(MATERIAL FOR THE TASK Opens)
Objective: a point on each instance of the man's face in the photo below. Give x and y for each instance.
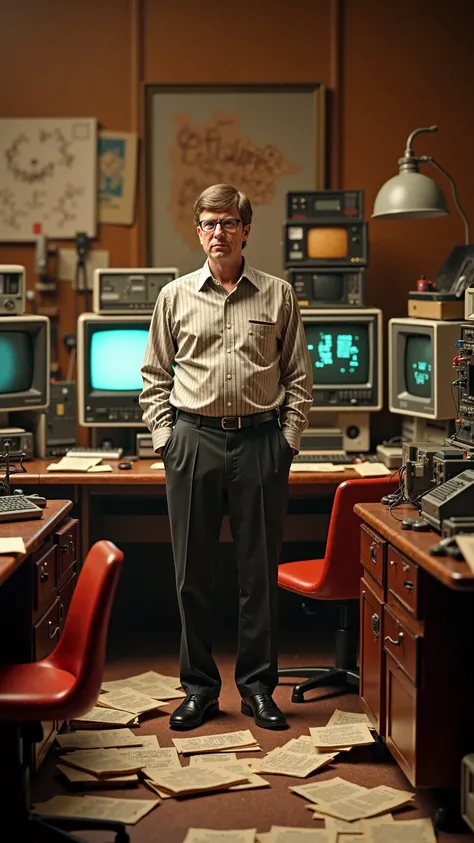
(222, 244)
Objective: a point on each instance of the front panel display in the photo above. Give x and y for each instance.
(324, 204)
(313, 244)
(328, 287)
(124, 291)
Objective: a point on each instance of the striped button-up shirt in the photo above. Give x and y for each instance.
(226, 354)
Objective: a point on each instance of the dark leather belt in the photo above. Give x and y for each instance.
(228, 422)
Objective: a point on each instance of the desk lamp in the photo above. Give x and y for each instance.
(412, 195)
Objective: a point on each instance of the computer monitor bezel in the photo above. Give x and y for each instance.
(84, 320)
(444, 336)
(39, 391)
(373, 318)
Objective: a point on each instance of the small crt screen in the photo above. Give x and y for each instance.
(327, 288)
(418, 365)
(16, 361)
(116, 358)
(339, 353)
(327, 242)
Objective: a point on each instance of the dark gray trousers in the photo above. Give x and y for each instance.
(248, 468)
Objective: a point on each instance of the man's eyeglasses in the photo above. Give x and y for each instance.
(230, 224)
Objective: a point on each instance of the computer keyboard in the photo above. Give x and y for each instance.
(18, 508)
(105, 453)
(338, 458)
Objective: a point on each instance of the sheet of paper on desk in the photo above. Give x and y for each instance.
(12, 545)
(328, 467)
(465, 542)
(371, 469)
(99, 469)
(74, 464)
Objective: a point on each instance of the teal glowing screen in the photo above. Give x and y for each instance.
(116, 358)
(16, 361)
(418, 365)
(339, 353)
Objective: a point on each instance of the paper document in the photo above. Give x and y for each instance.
(104, 717)
(98, 738)
(416, 831)
(88, 780)
(129, 700)
(74, 464)
(128, 811)
(318, 466)
(213, 743)
(347, 718)
(329, 791)
(12, 545)
(371, 469)
(356, 734)
(211, 835)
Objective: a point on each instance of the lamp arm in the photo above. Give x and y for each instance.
(467, 233)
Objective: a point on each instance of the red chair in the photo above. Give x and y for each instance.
(60, 687)
(335, 577)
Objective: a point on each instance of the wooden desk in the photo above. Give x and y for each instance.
(120, 504)
(35, 592)
(416, 648)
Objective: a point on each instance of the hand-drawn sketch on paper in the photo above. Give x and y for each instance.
(47, 177)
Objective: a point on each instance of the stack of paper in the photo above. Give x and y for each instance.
(237, 741)
(296, 758)
(128, 811)
(132, 701)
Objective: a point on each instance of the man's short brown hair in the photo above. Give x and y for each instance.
(221, 197)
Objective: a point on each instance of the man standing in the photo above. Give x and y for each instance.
(226, 395)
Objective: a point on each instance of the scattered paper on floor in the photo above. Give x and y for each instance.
(128, 811)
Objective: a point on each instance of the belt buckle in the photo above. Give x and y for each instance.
(236, 419)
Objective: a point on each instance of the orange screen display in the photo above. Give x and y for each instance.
(327, 242)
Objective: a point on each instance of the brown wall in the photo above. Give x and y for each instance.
(388, 67)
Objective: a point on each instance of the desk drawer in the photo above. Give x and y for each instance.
(66, 541)
(46, 632)
(372, 550)
(45, 577)
(403, 645)
(402, 580)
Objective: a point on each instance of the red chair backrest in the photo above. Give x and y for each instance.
(342, 557)
(82, 647)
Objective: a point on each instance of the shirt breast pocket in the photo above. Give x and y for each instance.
(262, 342)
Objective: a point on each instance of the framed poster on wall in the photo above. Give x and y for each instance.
(263, 139)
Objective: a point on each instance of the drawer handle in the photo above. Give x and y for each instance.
(375, 625)
(52, 634)
(392, 640)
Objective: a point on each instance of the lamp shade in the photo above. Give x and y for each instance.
(410, 195)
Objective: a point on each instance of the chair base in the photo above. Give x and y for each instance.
(38, 829)
(320, 677)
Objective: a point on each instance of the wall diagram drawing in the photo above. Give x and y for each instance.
(48, 177)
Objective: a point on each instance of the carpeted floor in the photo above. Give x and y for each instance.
(169, 822)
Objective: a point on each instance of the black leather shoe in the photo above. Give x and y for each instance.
(264, 711)
(193, 711)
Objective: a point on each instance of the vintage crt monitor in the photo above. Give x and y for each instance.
(335, 242)
(110, 353)
(328, 286)
(126, 290)
(24, 363)
(345, 347)
(420, 366)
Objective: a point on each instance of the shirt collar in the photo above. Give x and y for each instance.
(247, 272)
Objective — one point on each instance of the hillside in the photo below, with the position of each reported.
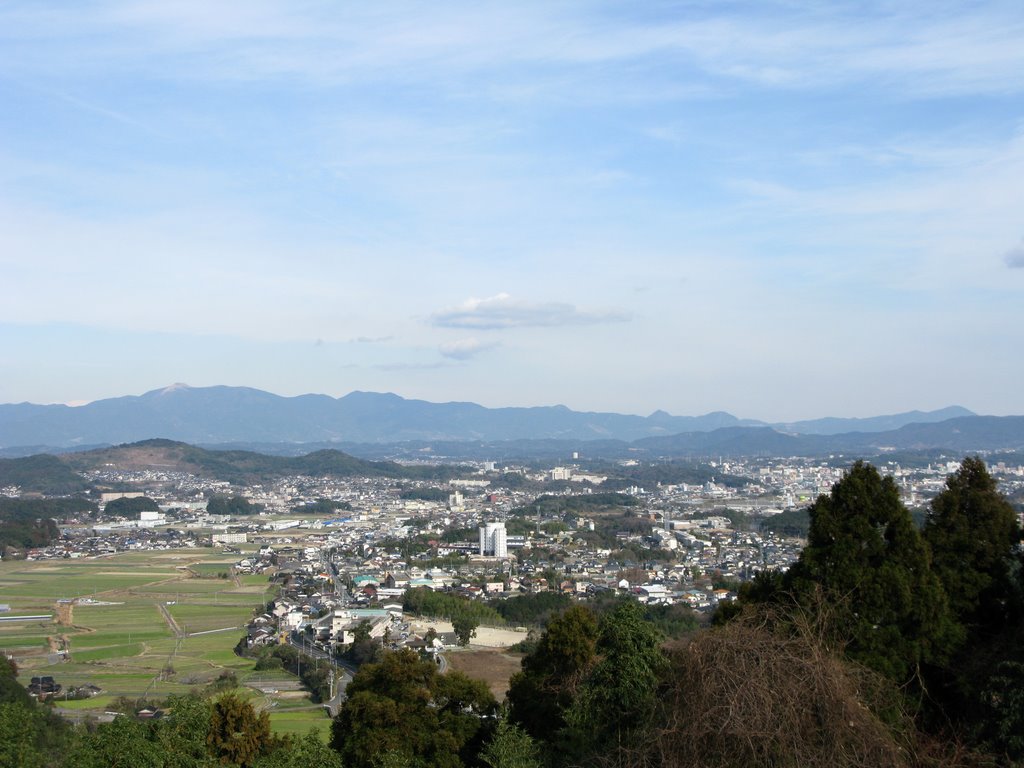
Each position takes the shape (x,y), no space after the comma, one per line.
(242,466)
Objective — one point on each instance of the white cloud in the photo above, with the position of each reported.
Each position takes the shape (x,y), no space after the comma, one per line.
(464,349)
(1015,257)
(503,311)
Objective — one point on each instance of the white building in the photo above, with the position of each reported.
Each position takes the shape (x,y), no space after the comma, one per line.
(494,540)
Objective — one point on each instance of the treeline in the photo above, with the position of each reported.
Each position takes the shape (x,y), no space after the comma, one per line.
(28,523)
(198,732)
(884,645)
(126,507)
(425,495)
(550,506)
(231,505)
(314,676)
(322,507)
(426,602)
(670,473)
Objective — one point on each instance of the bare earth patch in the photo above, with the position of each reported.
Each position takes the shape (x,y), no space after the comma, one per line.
(493,667)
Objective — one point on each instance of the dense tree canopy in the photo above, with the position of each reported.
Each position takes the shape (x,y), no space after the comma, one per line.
(865,554)
(402,707)
(973,530)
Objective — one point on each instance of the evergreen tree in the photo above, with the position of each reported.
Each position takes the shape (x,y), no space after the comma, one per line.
(865,554)
(402,708)
(541,694)
(510,747)
(619,696)
(238,734)
(973,531)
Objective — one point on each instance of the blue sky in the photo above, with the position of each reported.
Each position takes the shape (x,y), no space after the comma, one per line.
(779,209)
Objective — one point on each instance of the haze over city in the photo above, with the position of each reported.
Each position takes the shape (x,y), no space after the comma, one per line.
(776,209)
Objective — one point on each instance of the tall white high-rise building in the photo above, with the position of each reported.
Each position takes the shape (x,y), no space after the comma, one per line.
(494,540)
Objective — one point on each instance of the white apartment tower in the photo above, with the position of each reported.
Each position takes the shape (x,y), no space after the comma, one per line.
(493,540)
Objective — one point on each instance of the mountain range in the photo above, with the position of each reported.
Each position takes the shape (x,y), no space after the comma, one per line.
(221,415)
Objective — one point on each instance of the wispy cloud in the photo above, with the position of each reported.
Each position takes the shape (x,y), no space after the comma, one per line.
(503,311)
(465,349)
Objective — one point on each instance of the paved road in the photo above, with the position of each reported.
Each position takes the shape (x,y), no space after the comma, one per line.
(343,672)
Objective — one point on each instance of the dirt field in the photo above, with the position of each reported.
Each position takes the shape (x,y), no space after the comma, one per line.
(493,667)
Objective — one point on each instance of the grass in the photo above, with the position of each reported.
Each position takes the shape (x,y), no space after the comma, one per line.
(124,647)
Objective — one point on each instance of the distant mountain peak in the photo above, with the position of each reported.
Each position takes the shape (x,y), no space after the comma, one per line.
(176,387)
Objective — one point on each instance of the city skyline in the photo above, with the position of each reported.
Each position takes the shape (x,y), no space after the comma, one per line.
(779,210)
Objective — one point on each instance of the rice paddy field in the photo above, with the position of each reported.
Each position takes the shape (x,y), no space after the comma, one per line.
(141,624)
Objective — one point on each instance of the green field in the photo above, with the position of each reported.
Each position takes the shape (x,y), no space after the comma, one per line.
(123,642)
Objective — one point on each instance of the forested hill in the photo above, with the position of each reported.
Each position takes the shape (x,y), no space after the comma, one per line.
(59,474)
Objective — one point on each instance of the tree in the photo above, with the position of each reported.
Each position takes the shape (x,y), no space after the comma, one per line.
(124,743)
(403,708)
(865,554)
(465,628)
(972,530)
(542,692)
(238,734)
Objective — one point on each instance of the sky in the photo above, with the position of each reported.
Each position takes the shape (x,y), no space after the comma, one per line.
(780,209)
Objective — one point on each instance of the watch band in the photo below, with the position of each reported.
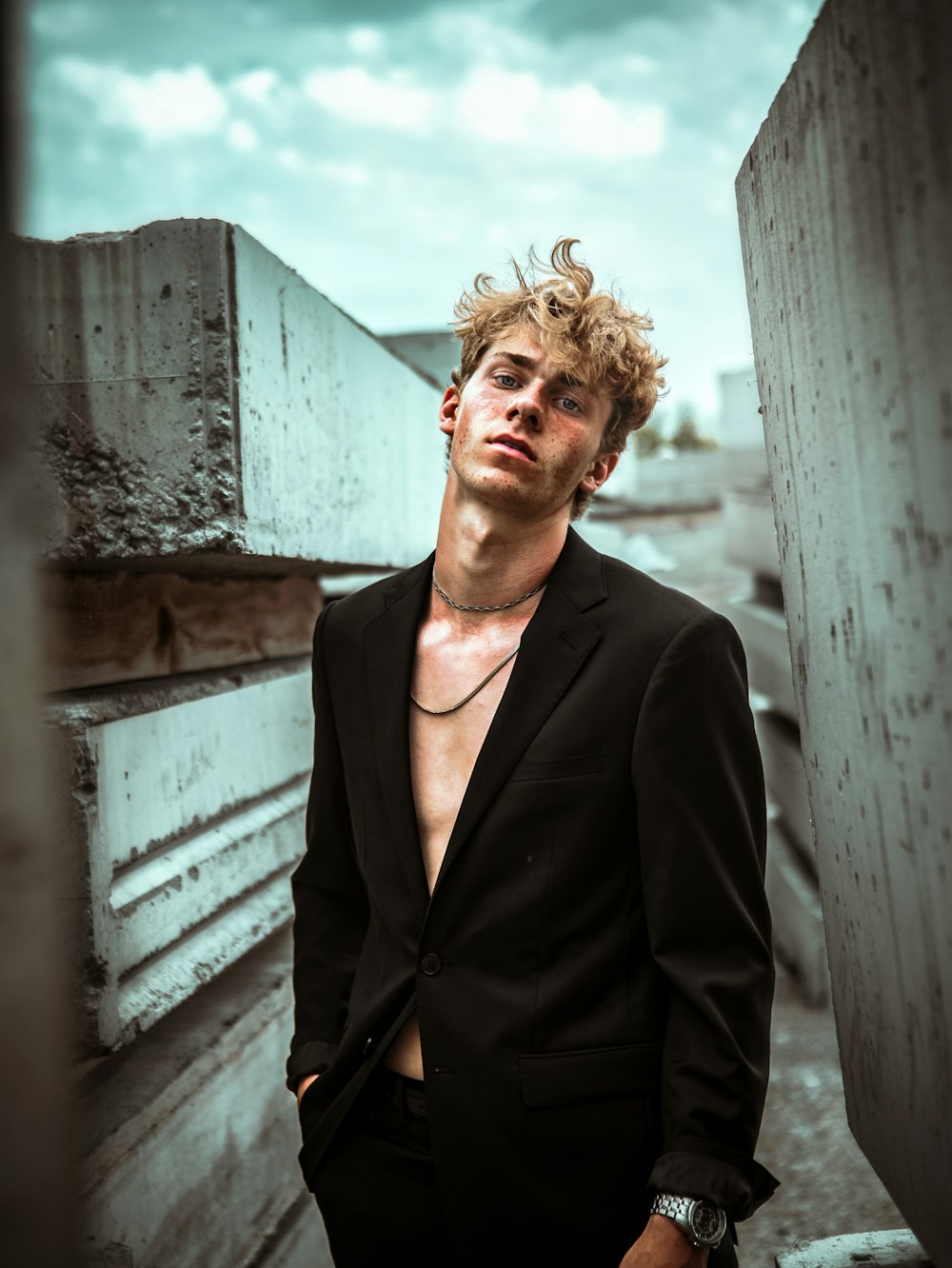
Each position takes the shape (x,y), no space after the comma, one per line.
(684,1211)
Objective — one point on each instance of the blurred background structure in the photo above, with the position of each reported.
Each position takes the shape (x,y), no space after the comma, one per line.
(220,446)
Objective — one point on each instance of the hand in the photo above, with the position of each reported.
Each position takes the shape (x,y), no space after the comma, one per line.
(664,1245)
(305,1083)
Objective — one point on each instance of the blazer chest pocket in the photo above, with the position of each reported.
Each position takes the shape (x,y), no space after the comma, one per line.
(589,1074)
(559,767)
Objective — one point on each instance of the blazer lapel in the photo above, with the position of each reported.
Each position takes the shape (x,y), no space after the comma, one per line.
(555,644)
(389,645)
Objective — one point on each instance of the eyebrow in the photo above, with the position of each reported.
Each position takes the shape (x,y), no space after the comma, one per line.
(528,363)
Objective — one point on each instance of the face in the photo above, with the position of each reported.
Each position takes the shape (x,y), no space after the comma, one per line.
(524,436)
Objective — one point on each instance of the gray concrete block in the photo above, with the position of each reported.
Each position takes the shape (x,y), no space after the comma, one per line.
(190,1138)
(198,406)
(186,809)
(690,481)
(764,632)
(786,782)
(799,936)
(844,213)
(893,1248)
(298,1241)
(749,531)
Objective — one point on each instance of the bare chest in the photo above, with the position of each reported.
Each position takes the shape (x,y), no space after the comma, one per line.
(444,748)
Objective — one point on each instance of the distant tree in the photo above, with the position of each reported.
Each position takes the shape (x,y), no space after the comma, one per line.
(687,438)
(MATERIAL FOR THE TASK Closes)
> [PROBLEM]: Copy here each line of the preceding records with "city" in it.

> [WRITTEN RESPONSE]:
Objective — one point on each instance of the haze over city in the photo above, with the position of each reported.
Objective — one point on each instance of the city skyline in the photo above, with the position of each reported.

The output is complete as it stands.